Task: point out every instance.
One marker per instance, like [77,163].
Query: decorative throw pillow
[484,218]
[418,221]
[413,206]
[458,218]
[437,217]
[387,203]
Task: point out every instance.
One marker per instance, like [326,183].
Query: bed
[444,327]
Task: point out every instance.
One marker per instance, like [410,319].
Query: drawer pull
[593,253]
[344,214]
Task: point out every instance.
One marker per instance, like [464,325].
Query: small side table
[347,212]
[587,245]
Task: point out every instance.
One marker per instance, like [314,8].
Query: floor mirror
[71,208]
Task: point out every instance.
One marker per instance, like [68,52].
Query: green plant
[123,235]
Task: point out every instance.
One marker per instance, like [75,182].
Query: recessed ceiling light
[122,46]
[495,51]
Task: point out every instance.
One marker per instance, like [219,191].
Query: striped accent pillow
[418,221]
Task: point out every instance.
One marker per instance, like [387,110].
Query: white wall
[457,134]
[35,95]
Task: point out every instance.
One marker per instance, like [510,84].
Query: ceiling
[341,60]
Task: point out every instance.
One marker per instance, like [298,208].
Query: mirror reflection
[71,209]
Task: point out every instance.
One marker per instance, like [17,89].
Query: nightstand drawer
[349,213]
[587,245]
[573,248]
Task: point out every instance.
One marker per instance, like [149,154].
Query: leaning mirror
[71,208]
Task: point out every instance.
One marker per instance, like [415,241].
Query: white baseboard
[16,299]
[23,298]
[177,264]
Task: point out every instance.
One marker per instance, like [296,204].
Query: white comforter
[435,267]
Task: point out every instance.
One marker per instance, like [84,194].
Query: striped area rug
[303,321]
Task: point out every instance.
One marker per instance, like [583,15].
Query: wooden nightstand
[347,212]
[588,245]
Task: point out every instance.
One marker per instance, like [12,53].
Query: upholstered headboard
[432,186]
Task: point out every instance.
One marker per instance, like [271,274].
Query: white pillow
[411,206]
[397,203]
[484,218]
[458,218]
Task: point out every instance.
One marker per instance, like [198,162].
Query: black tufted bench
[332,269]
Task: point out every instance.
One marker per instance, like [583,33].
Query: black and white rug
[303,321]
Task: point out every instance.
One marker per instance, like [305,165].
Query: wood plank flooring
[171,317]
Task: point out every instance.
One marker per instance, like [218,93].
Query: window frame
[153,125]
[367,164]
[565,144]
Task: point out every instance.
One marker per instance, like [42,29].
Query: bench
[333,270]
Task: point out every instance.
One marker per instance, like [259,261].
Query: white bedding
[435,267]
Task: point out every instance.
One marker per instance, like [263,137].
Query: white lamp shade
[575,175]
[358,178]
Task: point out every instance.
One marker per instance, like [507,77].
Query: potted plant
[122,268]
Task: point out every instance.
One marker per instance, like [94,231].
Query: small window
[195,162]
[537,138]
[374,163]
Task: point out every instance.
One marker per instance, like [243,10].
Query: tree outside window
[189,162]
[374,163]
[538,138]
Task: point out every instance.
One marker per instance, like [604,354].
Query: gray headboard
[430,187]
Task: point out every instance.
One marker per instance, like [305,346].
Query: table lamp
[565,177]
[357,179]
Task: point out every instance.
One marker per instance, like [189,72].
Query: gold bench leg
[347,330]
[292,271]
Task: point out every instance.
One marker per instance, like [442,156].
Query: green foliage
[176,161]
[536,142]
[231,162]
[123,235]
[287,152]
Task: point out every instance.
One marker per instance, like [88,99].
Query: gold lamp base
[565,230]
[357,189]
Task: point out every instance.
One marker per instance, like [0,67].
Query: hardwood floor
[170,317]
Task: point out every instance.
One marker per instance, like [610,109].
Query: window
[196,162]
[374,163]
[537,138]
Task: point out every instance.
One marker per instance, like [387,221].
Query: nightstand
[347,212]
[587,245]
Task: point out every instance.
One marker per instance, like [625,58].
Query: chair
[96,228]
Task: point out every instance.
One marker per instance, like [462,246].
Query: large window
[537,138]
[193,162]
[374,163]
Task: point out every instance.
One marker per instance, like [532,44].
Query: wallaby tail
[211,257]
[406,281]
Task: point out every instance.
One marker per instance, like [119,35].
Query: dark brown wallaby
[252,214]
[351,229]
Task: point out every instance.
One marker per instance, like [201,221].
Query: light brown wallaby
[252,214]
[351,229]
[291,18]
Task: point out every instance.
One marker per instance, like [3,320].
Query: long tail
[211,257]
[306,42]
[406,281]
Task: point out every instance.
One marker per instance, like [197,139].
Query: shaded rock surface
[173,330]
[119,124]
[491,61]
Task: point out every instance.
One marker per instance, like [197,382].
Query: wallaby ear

☆ ☆ ☆

Restate the material word for word, but only from its first line through the line containing "One marker per instance, like [464,325].".

Task: point out every instance.
One marker per instance, like [77,163].
Query: decorative throw pillow
[484,218]
[418,221]
[413,206]
[458,218]
[437,217]
[387,203]
Task: point out every instance.
One marker per instance, like [326,183].
Query: bed
[444,327]
Task: point out every instance.
One marker per instance, like [410,319].
Query: drawer pull
[593,253]
[344,214]
Task: point out every instance.
One marker per instance, like [464,325].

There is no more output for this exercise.